**ЗАДАНИЕ 1:** Найдите в списке все строки со словом «sidewalk» и выпишите их.
----
Для чего этот разбор по слоям? Чтобы стало ясно, что в основе самой сложной конструкции всегда лежат самые простые детали. Остальное, повторюсь, -- мастерство и талант.
В заключение несколько четверостиший из "Краткого курса".
Чтоб герой ваш вышел стильно,
Надобен характер сильный,
Ибо слабого героя
Видишь в зеркале порою.
Умный в гору не пойдёт,
А герой — наоборот.
Ведь герою делать можно
Только то, что очень сложно.
В описании героя
Избегайте геморроя.
Если будет геморрой,
То у вас — антигерой.
ДИАЛОГ
Когда мы смотрим фильм, примерно 90% информации мы получаем из изображения и только 10% из фонограммы. В то же время 90% эмоций нам "приносит" фонограмма и только 10% "картинка". (Примерно эти цифры с небольшими вариациями приводят все психологи, занимающиеся такой темой, как восприятие кино).
Из чего состоит фонограмма? Из шумов, музыки и диалога.
----
**ЗАДАНИЕ 2:** Из чего, согласно отрывку, состоит фонограмма?
----
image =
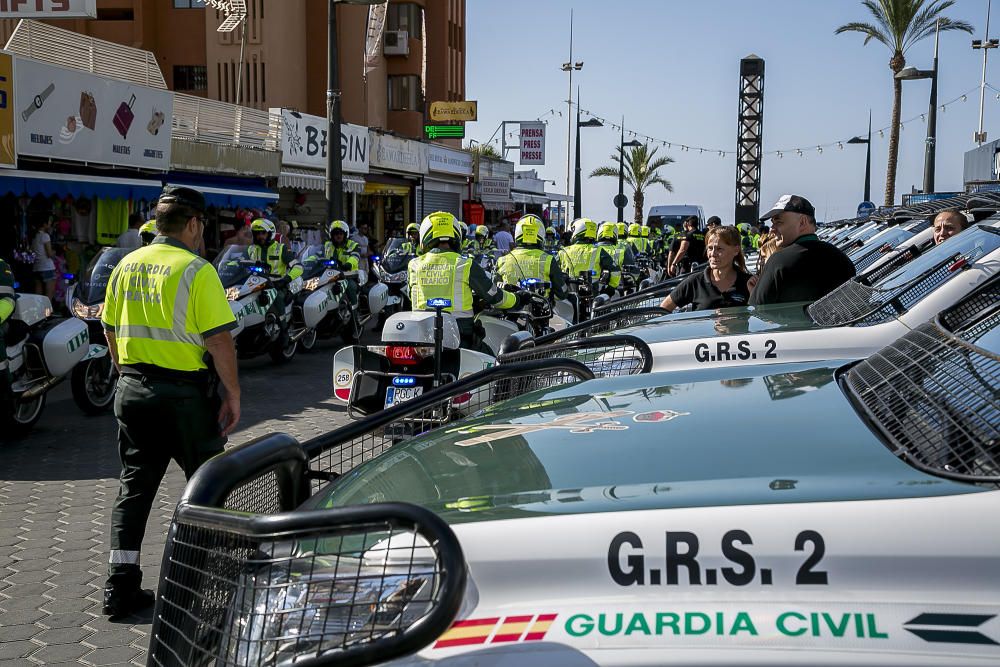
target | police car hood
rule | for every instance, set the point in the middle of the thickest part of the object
(663, 440)
(724, 321)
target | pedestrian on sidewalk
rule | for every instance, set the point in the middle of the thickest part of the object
(165, 309)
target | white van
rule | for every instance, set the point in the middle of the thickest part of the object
(675, 215)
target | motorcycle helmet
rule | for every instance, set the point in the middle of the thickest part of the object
(260, 225)
(437, 227)
(584, 229)
(148, 232)
(528, 230)
(339, 226)
(606, 232)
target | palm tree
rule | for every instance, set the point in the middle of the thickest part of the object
(899, 24)
(641, 167)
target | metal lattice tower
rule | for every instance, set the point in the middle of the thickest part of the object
(750, 139)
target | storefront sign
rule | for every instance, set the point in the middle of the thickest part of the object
(532, 143)
(447, 161)
(72, 115)
(303, 143)
(494, 189)
(390, 152)
(8, 152)
(47, 9)
(462, 111)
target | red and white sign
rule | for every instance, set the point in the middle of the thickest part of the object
(47, 9)
(532, 143)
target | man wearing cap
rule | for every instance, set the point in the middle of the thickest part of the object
(165, 316)
(806, 268)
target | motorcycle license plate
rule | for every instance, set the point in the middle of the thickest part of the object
(397, 395)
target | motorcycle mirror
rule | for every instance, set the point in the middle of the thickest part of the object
(438, 303)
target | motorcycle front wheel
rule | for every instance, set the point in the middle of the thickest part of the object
(93, 383)
(26, 414)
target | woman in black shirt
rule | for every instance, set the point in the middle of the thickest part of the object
(723, 284)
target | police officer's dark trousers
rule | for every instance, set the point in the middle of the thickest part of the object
(162, 415)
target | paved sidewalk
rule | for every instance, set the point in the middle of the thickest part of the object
(56, 491)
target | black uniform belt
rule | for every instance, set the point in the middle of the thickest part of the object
(156, 373)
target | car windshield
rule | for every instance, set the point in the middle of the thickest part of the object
(235, 266)
(94, 279)
(859, 304)
(396, 257)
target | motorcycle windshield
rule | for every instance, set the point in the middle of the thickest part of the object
(313, 260)
(94, 280)
(235, 266)
(394, 258)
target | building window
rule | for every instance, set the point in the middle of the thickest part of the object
(405, 94)
(190, 77)
(405, 16)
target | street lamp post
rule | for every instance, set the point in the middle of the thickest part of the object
(334, 165)
(908, 74)
(577, 186)
(868, 160)
(620, 200)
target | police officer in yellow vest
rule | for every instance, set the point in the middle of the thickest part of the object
(443, 273)
(607, 237)
(347, 254)
(583, 255)
(528, 260)
(165, 315)
(7, 299)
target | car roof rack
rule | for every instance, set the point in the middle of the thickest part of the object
(932, 394)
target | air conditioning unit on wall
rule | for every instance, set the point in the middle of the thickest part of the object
(397, 43)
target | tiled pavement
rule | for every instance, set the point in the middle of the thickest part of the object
(56, 491)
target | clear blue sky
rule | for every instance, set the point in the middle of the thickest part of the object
(672, 68)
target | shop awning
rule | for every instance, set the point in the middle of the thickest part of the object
(528, 198)
(232, 197)
(314, 179)
(32, 183)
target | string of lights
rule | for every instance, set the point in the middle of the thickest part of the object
(799, 151)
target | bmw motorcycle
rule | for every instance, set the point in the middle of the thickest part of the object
(94, 379)
(42, 351)
(252, 291)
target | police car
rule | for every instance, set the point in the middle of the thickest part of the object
(622, 521)
(867, 314)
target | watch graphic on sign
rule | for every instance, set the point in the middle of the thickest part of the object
(38, 102)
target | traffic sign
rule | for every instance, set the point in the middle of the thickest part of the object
(444, 131)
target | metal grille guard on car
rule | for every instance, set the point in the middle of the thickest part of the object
(857, 303)
(605, 356)
(933, 393)
(349, 586)
(335, 453)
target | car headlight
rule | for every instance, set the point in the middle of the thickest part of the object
(85, 312)
(312, 604)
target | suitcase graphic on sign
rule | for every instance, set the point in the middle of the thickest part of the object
(124, 117)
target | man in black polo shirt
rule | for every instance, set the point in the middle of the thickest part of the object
(804, 268)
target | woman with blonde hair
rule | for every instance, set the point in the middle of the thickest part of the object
(723, 283)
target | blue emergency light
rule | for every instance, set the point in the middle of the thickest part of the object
(439, 303)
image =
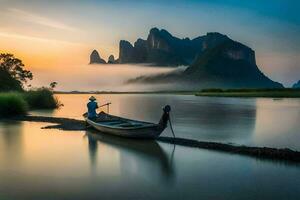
----
**РЕШЕНИЕ 1:**
target | pedestrian on sidewalk
target | paved sidewalk

**РЕШЕНИЕ 2:** Из шумов, музыки и диалога.